Exercise materials.
☆ ☆ ☆ ☆ ☆

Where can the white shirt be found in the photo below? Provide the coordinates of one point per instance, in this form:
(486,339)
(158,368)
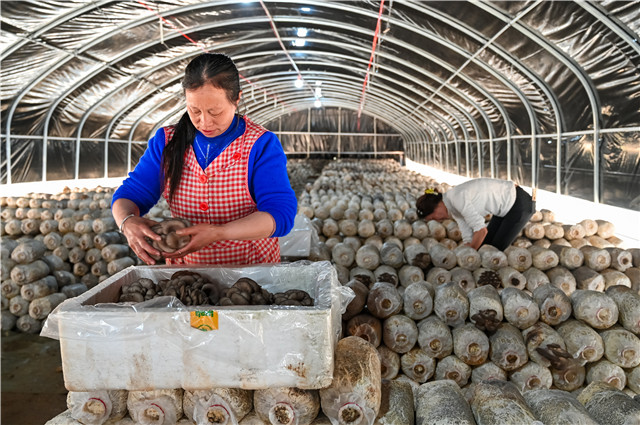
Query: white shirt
(468,203)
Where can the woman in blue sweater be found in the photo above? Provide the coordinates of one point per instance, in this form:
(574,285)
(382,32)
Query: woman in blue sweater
(217,169)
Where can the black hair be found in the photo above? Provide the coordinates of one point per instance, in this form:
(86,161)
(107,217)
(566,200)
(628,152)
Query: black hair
(209,68)
(427,203)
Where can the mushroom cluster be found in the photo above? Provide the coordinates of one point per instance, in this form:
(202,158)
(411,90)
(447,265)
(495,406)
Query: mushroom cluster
(191,288)
(170,241)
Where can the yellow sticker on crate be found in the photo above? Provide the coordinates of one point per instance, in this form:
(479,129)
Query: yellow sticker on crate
(204,320)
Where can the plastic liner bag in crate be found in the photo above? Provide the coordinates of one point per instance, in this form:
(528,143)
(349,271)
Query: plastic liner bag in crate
(298,242)
(106,345)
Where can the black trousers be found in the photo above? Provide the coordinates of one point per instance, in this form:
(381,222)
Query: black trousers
(502,231)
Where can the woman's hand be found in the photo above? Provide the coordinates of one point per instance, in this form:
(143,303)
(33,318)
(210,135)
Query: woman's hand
(201,234)
(137,229)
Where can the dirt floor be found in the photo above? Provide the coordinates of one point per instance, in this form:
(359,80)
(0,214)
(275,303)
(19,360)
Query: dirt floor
(33,389)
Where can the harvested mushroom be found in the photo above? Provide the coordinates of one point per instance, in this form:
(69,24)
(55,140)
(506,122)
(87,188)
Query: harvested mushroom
(170,241)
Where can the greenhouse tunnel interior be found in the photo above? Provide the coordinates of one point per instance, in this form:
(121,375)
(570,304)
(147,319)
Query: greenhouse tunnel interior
(545,93)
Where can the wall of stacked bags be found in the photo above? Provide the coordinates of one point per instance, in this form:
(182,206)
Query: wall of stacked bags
(555,313)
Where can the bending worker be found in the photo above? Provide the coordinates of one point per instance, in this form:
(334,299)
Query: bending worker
(468,204)
(215,168)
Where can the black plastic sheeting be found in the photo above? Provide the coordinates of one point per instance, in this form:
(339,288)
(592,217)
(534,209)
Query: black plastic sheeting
(111,70)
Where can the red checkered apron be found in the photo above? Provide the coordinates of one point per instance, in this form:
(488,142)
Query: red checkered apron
(218,195)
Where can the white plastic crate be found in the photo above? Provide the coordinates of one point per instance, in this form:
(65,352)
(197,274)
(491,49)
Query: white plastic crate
(153,345)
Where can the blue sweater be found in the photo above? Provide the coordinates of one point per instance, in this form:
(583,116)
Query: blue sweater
(268,180)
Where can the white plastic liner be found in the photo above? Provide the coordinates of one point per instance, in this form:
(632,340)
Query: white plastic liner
(152,345)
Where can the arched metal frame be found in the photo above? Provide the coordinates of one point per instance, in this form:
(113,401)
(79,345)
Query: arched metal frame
(443,117)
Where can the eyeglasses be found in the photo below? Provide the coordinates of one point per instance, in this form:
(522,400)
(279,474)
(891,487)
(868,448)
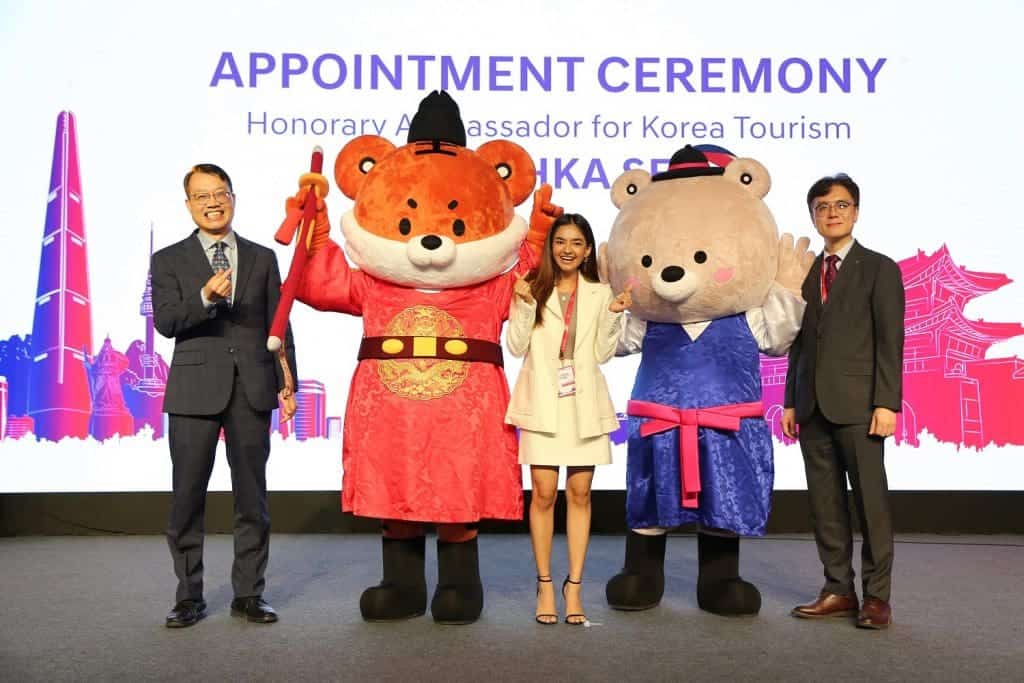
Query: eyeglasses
(824,208)
(218,197)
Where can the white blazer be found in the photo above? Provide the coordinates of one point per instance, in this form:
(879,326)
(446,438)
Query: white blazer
(534,403)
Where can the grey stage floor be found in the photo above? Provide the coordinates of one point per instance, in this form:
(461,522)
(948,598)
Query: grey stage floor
(91,608)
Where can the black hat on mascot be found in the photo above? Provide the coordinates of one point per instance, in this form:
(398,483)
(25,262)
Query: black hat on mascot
(437,120)
(692,162)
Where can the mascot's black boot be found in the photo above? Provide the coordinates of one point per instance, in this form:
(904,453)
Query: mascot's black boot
(402,593)
(641,583)
(720,590)
(459,598)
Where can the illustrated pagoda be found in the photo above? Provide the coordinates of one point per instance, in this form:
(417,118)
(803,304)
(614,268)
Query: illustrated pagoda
(949,387)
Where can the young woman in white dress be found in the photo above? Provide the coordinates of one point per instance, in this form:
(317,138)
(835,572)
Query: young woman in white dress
(560,401)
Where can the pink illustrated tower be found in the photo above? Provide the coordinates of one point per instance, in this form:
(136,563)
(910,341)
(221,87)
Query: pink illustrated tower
(59,401)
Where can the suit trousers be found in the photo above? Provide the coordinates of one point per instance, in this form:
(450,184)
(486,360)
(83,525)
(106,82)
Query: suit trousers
(833,453)
(194,445)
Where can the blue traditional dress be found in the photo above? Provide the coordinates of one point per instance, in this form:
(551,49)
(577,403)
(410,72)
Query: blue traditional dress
(678,376)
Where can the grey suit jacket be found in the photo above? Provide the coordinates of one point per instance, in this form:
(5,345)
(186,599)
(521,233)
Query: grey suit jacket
(848,358)
(209,344)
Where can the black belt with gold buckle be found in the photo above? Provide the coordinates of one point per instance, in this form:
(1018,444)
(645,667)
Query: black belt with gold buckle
(441,348)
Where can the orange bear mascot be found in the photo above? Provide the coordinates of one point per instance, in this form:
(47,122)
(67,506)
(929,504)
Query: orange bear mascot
(437,244)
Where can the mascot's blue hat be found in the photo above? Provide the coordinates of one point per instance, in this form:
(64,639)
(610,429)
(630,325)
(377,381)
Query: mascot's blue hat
(694,161)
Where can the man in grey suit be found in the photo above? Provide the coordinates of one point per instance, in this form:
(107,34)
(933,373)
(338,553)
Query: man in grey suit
(215,294)
(844,388)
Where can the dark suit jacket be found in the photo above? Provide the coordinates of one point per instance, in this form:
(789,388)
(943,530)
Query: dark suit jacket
(848,358)
(208,344)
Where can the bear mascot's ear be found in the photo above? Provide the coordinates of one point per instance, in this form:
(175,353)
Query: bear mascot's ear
(355,160)
(751,174)
(513,165)
(628,184)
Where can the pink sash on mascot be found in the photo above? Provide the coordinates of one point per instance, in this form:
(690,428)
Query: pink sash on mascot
(665,418)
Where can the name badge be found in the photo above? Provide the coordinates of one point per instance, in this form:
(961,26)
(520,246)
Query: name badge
(566,381)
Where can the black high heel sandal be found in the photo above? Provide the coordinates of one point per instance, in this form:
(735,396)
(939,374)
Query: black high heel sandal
(543,619)
(569,619)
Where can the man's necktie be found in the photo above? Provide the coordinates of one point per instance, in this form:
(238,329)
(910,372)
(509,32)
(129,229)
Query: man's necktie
(220,262)
(832,267)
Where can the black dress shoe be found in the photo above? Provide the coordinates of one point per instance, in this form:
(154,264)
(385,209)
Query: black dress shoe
(254,609)
(185,613)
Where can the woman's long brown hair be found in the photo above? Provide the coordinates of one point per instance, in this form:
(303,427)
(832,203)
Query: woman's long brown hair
(542,279)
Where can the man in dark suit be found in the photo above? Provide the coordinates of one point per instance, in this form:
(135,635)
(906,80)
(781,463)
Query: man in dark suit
(844,388)
(215,294)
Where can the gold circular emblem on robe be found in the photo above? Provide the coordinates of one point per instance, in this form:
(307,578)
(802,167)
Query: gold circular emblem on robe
(423,379)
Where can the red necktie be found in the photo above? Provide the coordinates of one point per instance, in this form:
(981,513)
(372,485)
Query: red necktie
(832,267)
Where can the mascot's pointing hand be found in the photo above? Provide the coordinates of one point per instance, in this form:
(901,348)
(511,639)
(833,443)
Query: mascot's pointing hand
(322,226)
(522,290)
(545,212)
(794,262)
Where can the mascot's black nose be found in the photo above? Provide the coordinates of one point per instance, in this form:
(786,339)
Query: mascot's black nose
(673,273)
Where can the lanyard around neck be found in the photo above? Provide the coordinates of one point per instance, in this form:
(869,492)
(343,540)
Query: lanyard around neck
(568,321)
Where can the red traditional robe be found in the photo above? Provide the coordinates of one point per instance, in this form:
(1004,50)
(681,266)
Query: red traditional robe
(424,439)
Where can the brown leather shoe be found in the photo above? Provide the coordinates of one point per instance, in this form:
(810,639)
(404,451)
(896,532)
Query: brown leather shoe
(827,604)
(875,613)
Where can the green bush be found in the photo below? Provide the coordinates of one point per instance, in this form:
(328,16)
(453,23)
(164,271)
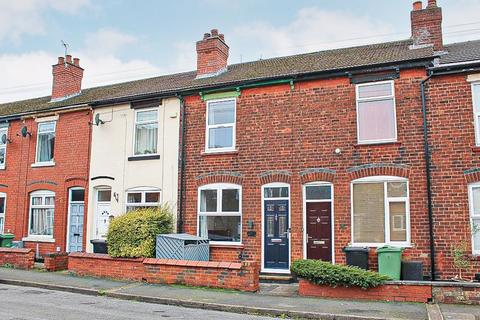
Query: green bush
(134,233)
(325,273)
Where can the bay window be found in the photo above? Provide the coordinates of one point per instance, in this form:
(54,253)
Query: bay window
(474,197)
(220,134)
(42,207)
(45,142)
(380,211)
(219,213)
(376,118)
(146,132)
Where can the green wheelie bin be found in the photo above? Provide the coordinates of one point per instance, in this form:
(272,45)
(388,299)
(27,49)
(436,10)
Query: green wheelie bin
(6,240)
(390,261)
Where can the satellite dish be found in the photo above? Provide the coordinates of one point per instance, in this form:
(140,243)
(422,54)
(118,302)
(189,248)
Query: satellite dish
(98,121)
(25,132)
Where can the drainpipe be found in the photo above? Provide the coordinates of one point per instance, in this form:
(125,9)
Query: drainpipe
(182,166)
(428,176)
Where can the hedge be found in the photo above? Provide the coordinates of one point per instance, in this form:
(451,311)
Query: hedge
(325,273)
(134,233)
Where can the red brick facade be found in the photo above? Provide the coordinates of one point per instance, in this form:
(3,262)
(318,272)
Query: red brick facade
(19,179)
(290,136)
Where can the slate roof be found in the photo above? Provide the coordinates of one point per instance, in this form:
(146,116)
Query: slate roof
(289,66)
(461,52)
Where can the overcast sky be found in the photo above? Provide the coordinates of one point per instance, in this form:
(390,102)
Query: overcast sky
(124,40)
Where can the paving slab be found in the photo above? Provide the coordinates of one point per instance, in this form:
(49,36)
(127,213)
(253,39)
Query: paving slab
(217,299)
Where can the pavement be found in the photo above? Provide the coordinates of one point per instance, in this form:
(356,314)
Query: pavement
(273,300)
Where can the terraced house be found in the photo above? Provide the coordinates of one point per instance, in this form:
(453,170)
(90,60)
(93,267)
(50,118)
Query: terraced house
(279,159)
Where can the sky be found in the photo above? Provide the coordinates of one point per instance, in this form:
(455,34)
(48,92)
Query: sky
(121,40)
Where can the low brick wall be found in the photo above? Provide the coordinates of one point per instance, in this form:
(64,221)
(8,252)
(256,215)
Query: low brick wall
(17,258)
(227,275)
(102,265)
(387,292)
(56,261)
(458,293)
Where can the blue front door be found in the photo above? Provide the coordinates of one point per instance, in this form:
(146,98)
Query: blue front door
(276,238)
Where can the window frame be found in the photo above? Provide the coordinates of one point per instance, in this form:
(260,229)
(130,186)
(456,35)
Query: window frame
(43,194)
(471,186)
(476,114)
(219,187)
(4,213)
(379,98)
(4,130)
(143,203)
(233,125)
(52,161)
(387,201)
(137,111)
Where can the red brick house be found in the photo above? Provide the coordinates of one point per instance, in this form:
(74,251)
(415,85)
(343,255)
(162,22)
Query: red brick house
(44,169)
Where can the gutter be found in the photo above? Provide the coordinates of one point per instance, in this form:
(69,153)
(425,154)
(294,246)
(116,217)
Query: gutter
(428,177)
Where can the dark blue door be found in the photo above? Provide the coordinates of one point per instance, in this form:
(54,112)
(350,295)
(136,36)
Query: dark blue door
(276,238)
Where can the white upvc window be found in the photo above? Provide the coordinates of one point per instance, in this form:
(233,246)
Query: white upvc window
(221,127)
(142,198)
(146,132)
(376,114)
(3,207)
(380,211)
(42,208)
(220,213)
(3,146)
(476,110)
(474,199)
(46,142)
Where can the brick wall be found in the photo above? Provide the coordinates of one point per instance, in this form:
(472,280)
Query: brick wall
(19,178)
(453,152)
(56,261)
(387,292)
(18,258)
(282,135)
(227,275)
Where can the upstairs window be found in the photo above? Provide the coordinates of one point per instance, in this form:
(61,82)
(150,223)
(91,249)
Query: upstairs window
(45,142)
(380,211)
(476,110)
(142,199)
(376,118)
(3,147)
(42,207)
(220,213)
(146,132)
(220,133)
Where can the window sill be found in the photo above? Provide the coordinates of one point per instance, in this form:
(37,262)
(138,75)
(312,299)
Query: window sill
(38,239)
(375,144)
(141,158)
(43,164)
(226,245)
(220,153)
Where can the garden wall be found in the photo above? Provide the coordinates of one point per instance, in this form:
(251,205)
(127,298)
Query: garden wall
(227,275)
(17,258)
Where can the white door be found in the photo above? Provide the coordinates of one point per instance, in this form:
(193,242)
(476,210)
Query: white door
(102,213)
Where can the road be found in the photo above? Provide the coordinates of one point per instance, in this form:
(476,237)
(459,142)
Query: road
(22,303)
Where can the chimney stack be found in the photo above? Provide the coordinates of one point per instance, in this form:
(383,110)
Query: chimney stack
(212,55)
(427,25)
(67,78)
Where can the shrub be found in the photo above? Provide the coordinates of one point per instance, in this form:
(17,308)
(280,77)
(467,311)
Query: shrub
(134,233)
(325,273)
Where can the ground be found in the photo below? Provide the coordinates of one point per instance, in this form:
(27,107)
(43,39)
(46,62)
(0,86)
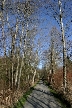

☆ ☆ ☆ ☆ ☆

Exercise.
Select every line of the records above that contains the word "bush", treating uppercase and lowercase as different.

Exercise result.
Where can the green bush be found in the photo below? Provide the coordinates of one point per instance, in this form:
Query: green bush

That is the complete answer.